→ **Task**: Return the opening lines of the material, word for word. End with the line that contains "TARGET = person holding flag".

====================

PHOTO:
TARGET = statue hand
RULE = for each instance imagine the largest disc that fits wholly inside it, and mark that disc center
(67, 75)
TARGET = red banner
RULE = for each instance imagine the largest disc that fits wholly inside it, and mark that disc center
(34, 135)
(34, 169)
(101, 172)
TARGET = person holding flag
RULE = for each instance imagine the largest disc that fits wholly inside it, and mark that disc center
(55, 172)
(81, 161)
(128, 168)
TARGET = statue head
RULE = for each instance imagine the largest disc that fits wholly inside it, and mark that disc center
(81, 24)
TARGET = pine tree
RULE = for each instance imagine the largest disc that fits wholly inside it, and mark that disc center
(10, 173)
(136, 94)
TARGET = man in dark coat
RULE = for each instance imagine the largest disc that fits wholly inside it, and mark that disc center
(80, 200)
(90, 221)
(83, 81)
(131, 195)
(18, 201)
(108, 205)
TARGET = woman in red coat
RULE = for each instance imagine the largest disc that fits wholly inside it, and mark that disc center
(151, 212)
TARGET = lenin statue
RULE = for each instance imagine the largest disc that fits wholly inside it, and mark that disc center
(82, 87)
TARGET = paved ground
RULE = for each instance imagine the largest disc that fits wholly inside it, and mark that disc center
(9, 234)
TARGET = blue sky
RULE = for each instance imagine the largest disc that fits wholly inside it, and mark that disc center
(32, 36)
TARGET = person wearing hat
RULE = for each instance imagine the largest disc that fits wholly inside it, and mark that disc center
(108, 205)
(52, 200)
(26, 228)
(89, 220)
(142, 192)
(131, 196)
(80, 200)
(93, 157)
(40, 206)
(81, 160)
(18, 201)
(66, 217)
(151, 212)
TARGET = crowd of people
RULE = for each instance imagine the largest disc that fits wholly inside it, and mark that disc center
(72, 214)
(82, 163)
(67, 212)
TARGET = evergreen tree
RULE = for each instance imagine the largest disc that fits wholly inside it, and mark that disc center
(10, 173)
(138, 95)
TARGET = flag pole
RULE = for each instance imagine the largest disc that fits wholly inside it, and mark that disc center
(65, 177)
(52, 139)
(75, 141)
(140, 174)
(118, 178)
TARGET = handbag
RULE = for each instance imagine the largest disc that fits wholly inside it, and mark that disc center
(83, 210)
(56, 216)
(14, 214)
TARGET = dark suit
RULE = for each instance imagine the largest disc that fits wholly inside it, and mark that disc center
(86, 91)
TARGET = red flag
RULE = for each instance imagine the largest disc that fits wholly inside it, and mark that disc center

====================

→ **Response to this task**:
PHOTO:
TARGET = statue hand
RULE = for each instance imagine the largest disc that fits wholly inside it, and mark that disc center
(67, 75)
TARGET = red banner
RULE = for each instance imagine the largest disc that fits wholly inside it, and mark that disc center
(34, 135)
(34, 169)
(101, 172)
TARGET = person holding flag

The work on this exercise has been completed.